Exercise
Your answer should be the entire listing, printed exactly.

Supplied material
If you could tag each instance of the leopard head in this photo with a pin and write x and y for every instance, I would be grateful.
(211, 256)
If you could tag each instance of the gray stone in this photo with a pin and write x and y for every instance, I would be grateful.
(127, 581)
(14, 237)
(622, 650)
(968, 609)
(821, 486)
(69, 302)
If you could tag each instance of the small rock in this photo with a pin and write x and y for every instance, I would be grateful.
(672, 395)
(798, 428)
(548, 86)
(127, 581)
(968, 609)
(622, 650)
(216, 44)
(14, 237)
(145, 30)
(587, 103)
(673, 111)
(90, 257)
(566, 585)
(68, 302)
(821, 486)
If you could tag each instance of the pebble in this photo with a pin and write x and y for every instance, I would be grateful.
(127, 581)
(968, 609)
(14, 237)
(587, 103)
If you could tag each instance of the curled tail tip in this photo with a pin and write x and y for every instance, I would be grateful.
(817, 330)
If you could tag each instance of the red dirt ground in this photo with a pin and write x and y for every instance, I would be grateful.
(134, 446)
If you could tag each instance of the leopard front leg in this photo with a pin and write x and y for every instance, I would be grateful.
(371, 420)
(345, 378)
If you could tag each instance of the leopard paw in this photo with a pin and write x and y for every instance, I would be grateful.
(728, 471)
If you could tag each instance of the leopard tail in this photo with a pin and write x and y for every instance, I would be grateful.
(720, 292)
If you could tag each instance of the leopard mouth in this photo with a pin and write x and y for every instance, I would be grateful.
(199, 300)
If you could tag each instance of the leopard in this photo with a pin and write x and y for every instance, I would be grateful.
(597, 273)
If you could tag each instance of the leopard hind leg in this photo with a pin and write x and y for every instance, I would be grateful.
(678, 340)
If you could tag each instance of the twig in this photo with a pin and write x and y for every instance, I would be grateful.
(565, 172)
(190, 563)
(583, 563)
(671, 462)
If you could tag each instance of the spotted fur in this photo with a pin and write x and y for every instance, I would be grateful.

Exercise response
If you could tag each instance of the leopard head in this photo with a pin and write x and y for every instance, I would be grateful.
(211, 256)
If you could tag each instance of the gray stone in this photo with a pin and write x and y for every instance, I would be grateful.
(127, 581)
(14, 237)
(622, 650)
(968, 609)
(821, 486)
(69, 302)
If you could tag each instance of the small rock in this photo with a pin and write x and y for every instance, I would be grateful.
(672, 395)
(798, 428)
(548, 86)
(127, 581)
(968, 609)
(622, 650)
(216, 44)
(14, 237)
(145, 30)
(587, 103)
(673, 111)
(90, 257)
(566, 585)
(68, 302)
(821, 486)
If you could tag each instance of the pebble in this photo with a pin and write x and y for every instance, I would be grateful.
(127, 581)
(968, 609)
(14, 237)
(587, 103)
If you could tag each instance of the curled tail tip in this photo with a pin and write x and y for every instance, I would be grateful.
(817, 330)
If you could tag each instance of the red dirt ground in this photo with a pin and write x and y for every instance, I would be grateful.
(134, 446)
If you could tag each instance of the leopard front leg in this photo with a pin and write x and y for every instance, I would be grateful.
(371, 420)
(345, 378)
If you could tag each instance of the leopard paw in this photo with a pin and write x and y for every instance, I would be grateful.
(728, 471)
If you could tag each instance of the leopard tail in this photo with a pin and write x and y for every instance, I would be grateful.
(720, 292)
If you could tag each instance of the leopard mouth in this photo with a pin and write x and y for every instance, I would be grateful.
(199, 300)
If you could tag each instance of the leopard in this photo with a pin and write x and y for every instance, I would be grateful.
(597, 273)
If you could tag each instance of the leopard hind leg in this photo with a pin and write x and y for every instance, I would be grateful.
(678, 340)
If you could tag each instance of the twig in this photo with a pin and write x and y for every instance, I would be grateful.
(565, 172)
(190, 563)
(583, 563)
(671, 462)
If you could tag each instance of the spotted fur in this photo with a pin and write x and y for every instance, I would be grateful.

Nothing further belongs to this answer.